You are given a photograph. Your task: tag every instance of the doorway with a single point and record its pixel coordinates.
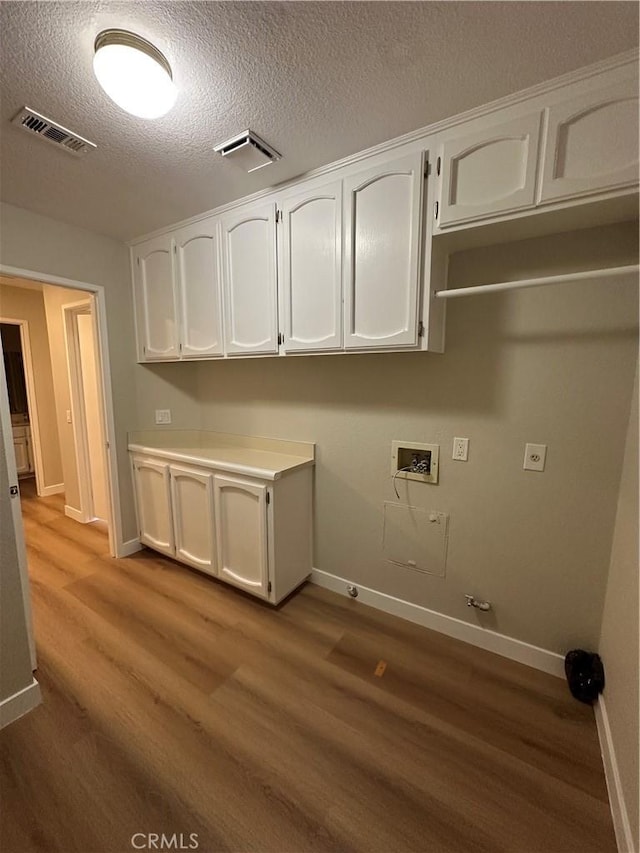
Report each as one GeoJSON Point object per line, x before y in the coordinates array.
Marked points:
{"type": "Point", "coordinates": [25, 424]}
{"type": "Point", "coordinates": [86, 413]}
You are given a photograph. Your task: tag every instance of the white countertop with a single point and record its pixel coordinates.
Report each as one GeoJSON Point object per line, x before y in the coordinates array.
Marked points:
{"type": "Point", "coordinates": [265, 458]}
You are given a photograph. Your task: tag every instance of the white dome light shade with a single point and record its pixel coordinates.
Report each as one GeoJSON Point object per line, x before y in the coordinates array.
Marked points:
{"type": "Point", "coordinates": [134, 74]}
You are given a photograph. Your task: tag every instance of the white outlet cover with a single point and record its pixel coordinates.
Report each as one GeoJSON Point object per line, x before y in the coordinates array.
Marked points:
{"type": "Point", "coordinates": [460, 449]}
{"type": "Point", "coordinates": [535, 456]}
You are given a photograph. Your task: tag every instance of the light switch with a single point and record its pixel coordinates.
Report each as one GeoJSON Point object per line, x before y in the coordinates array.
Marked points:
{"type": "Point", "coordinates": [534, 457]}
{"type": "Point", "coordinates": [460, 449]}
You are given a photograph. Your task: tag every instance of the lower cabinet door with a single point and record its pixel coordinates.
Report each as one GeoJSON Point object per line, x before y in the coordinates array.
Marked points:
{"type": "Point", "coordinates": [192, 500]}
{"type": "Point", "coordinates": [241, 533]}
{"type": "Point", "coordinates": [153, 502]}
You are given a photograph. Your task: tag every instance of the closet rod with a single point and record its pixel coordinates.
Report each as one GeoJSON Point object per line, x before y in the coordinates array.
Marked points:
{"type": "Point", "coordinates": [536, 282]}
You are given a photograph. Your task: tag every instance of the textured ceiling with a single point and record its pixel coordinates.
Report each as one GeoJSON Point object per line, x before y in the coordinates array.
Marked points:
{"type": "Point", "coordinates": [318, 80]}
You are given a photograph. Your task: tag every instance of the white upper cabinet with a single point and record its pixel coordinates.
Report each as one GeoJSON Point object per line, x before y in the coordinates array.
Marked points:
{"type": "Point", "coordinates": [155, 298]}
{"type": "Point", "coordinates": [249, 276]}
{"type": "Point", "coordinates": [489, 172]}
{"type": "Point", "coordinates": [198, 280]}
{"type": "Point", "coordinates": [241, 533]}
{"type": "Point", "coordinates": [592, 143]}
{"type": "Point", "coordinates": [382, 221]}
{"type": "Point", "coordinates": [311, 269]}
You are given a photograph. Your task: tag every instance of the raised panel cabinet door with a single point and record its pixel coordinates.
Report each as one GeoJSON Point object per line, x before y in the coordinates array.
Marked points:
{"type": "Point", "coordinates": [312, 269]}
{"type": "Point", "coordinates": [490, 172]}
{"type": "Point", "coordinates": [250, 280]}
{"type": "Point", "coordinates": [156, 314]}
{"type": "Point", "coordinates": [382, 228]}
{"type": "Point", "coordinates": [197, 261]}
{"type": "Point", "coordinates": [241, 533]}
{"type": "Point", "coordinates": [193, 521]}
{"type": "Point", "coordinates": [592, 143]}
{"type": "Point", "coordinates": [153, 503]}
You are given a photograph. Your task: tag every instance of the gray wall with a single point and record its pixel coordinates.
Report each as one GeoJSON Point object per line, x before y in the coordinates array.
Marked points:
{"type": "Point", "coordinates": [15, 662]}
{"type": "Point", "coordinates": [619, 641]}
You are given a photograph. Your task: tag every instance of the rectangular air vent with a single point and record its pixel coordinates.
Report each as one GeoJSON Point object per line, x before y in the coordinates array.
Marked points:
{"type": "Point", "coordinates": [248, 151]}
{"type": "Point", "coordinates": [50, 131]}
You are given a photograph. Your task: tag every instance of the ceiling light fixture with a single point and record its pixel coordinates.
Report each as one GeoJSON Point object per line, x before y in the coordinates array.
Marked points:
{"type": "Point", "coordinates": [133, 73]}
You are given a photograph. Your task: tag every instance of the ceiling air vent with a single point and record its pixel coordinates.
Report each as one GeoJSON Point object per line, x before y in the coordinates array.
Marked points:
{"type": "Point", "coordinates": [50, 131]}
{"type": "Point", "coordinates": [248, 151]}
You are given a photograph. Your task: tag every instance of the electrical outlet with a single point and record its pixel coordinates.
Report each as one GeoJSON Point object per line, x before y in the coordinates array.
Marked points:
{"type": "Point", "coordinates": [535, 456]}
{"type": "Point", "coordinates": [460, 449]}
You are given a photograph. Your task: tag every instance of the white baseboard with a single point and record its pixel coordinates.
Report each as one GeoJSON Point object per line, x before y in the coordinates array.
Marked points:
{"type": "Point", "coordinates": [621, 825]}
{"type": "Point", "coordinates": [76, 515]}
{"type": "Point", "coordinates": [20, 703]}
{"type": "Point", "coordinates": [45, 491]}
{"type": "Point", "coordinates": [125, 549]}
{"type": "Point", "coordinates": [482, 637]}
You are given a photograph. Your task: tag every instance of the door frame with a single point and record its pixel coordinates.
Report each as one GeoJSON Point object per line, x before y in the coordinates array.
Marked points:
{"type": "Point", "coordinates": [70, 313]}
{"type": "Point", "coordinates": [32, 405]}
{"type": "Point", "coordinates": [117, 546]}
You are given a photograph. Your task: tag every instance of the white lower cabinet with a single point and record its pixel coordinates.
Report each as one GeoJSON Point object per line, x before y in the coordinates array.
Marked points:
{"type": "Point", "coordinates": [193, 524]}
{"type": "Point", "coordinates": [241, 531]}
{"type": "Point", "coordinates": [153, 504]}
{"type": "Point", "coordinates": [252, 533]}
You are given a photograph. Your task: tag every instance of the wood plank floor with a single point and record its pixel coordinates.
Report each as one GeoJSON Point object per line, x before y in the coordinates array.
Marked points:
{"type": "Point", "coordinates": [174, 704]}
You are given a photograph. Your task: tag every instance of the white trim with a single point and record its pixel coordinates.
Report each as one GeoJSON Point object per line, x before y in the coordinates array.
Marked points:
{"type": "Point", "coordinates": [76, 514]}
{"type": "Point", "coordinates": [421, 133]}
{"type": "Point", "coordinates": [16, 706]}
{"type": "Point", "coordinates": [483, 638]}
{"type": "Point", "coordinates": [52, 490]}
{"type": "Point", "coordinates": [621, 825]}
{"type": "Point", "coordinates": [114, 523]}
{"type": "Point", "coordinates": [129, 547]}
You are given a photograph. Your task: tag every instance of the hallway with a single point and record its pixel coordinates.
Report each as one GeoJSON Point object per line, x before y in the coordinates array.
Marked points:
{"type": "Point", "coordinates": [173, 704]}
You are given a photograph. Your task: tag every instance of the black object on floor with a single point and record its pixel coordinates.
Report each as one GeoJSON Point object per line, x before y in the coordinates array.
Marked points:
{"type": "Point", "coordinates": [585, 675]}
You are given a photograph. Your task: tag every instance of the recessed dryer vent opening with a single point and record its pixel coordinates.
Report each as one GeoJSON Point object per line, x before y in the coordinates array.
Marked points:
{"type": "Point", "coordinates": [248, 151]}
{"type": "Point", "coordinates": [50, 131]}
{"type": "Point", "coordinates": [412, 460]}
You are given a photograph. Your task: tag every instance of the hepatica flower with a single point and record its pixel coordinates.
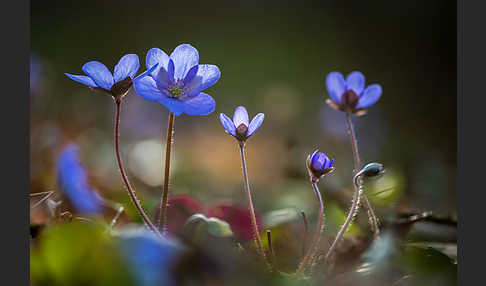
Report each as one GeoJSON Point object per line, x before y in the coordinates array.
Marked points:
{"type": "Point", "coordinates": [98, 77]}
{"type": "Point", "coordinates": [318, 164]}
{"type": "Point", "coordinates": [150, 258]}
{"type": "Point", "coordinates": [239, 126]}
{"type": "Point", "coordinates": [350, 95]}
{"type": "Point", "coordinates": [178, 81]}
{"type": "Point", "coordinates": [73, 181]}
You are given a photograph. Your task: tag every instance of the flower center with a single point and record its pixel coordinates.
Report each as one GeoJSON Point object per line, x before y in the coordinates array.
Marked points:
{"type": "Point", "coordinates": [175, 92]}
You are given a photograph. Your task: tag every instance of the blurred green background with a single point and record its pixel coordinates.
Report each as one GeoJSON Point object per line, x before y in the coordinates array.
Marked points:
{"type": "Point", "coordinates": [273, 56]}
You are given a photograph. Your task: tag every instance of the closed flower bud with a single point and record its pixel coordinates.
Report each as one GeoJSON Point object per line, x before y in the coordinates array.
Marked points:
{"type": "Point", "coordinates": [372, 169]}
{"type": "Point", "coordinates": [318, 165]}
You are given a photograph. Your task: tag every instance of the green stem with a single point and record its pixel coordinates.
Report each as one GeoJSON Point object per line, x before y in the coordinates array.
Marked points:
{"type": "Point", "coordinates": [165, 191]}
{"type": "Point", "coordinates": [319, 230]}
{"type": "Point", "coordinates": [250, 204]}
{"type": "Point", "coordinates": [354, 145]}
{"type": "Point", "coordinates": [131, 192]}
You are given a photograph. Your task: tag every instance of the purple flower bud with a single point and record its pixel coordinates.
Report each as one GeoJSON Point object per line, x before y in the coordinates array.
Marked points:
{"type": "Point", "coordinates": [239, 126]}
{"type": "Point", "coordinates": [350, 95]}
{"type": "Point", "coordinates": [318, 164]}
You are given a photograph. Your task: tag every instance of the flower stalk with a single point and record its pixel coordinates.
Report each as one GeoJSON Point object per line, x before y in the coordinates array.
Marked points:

__Prompt__:
Beginning at the line that holds "of the purple", reproduce each line of the records above down to and including the last one.

__Task answer__:
You are given a photograph. Your task: tag every instance of the purple flower bud with a single point and record its pixel coordinates.
Report each as one GeoJSON Point object per line, x before y in the coordinates array.
Marked points:
{"type": "Point", "coordinates": [239, 126]}
{"type": "Point", "coordinates": [350, 95]}
{"type": "Point", "coordinates": [318, 164]}
You are given a photograph. Your task: tag every instance of the flower stalk with a single point and record its pixel coordinates.
Report each as one GeoJSON Point object per line, x before y in the coordinates array.
Marked points:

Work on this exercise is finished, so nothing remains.